■ PAGE

═══

# Dataset generation

There are several approaches to generate data to start work with multilayer networks:

1. Generate synthetic dataset
2. Generate subset of existing large dataset for faster iterations
3. Download and prepare for the work real large dataset

## 0. Imports and paths

In [1]:
#| default_exp utils

In [2]:
#| hide
from nbdev.showdoc import *

In [3]:
#| export
import networkx as nx
import csv
from pathlib import Path
import random
import string

In [4]:
#| hide
import nbdev; nbdev.nbdev_export()

In [5]:
path_data = Path("../data")
path_data.mkdir(exist_ok=True)

## 1. Generate synthetic dataset
Create a small multilayer graph for testing purposes.

In [30]:
#| export 
def obfuscate_nodes(n_nodes:int,
                    node_labels_pool:list[str]=None,
                    str_len:int=10) -> dict:
    """
    Maps nodes from range [0, n_nodes) to unique random strings of length str_len.
    All upper case letters and digits are used, starts with a letter.
    If node_labels_pool is provided, nodes selected from it if len(node_labels_pool) >= n_nodes,
    otherwise, additional unique nodes are generated.
    """
    if node_labels_pool is not None:
        assert len(node_labels_pool[0]) == str_len
    
    def encode(str_len):
        return ''.join(random.choices(string.ascii_uppercase, k=1)) +\
               ''.join(random.choices(string.ascii_uppercase + string.digits, k=(str_len-1)))
    
    if node_labels_pool is not None:
        if len(node_labels_pool) >= n_nodes:
            # select random nodes from node_labels_pool
            random.shuffle(node_labels_pool)
            vals = node_labels_pool[:n_nodes]
            d = dict(zip(range(n_nodes), vals))
        elif len(node_labels_pool) < n_nodes:
            # use all nodes from node_labels_pool
            random.shuffle(node_labels_pool)
            vals = node_labels_pool[:]
            # generate additional unique nodes
            for i in range(n_nodes - len(node_labels_pool)):
                x = encode(str_len)
                while x in vals: # guarantee uniqueness
                    x = encode(str_len)

═══

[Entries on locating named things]

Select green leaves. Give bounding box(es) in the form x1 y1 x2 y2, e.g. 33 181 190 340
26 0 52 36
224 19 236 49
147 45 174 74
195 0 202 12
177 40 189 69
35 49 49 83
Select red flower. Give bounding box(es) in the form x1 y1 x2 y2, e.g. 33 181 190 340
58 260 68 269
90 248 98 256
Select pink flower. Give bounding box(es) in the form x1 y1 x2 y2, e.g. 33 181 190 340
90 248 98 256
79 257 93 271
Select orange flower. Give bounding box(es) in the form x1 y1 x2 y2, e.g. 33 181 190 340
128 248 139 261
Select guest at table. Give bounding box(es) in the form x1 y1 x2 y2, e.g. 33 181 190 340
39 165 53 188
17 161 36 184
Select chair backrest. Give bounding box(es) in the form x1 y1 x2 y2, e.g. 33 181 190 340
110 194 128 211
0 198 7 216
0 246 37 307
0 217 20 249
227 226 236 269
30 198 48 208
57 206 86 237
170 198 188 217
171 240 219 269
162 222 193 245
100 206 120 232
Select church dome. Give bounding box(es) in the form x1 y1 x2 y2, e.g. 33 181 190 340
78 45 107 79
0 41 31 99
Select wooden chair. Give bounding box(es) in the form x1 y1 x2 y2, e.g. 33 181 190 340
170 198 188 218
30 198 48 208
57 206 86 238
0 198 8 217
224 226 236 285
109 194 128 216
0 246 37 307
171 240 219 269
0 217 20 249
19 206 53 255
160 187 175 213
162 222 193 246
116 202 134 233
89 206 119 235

═══

■ REQUESTS
1: In the dataset generation page, what kind of character must each random string produced by obfuscate_nodes begin with?
2: Continue the dataset generation page's code from the point where it stops.

■ ANSWERS TO THE TASKS
1: A letter.

2:
                vals.append(x)
            # shuffle pre-defined and newly generated nodes
            random.shuffle(vals)
            d = dict(zip(range(n_nodes), vals))
    else:   # no node_labels_pool provided
        d = {}
        for i in range(n_nodes):
            x = encode(str_len)
            # gaurantee uniqueness
            while x in d.values():
                x = encode(str_len)
            
            d[i] = x
    
    return d

In [35]:
d = obfuscate_nodes(n_nodes=3)
d

{0: 'TRYBYAJRMJ', 1: 'CLPEH5WCKO', 2: 'OXAJ0N6W56'}

In [38]:
node_labels_pool = ['TI672Y15ZU', 'S0SM5PZWDN','G54WMQPO11']
d = obfuscate_nodes(n_nodes=2, node_labels_pool=node_labels_pool)
d

{0: 'G54WMQPO11', 1: 'TI672Y15ZU'}

In [39]:
d = obfuscate_nodes(n_nodes=5, node_labels_pool=node_labels_pool)
d

{0: 'AM8P8D1UV8',
 1: 'XHNLHK4GVE',
 2: 'S0SM5PZWDN',
 3: 'TI672Y15ZU',
 4: 'G54WMQPO11'}

The following is a thin wrapper around the random graph generators from [networkx](https://networkx.org/documentation/stable/reference/generators.html#module-networkx.generators.random_graphs) package.

In [8]:
#| export
def create_random_graph(generator:callable, obfuscate:bool=True, **kwargs):
    """Thin wrapper around networkx's random graph generator

    Args:
        generator (callable): networkx's random graph generator
        **kwargs: passed to generator
    Example:
        >>> G = create_random_graph(nx.erdos_renyi_graph, n=10, p=0.6, directed=False)
    """
    G = generator(**kwargs)
    if obfuscate:
        G = nx.relabel_nodes(G, obfuscate_nodes(G.number_of_nodes()))
    return G

In [9]:
G = create_random_graph(nx.erdos_renyi_graph, n=10, p=0.6, directed=False)

In [10]:
G.nodes()

NodeView(('MDVP1J58F6', 'B795PK40SH', 'G1BSY7WMCF', 'MVC97CN6T1', 'CG8QWJ8N8M', 'Z3ZZU63QTP', 'NY4QOEJ6WP', 'I8BFARR4ZZ', 'GMD9EKVQ0X', 'I4X7ZHEC29'))

Create random graph and write it to the disk:

In [11]:
#| export
def create_and_save_random_graph(generator:callable,
                                 label_edges:str,
                                 path_to:str|Path,
                                 obfuscate:bool=True,
                                 **kwargs):
    """
    Creates a random graph and saves it to path_to.

    Args:
        generator (callable): networkx's random graph generator
        obfuscate (bool, optional): if true, obfuscates node names. Defaults to True.
        path_to (str|Path, optional): path to save the graph. Defaults to None.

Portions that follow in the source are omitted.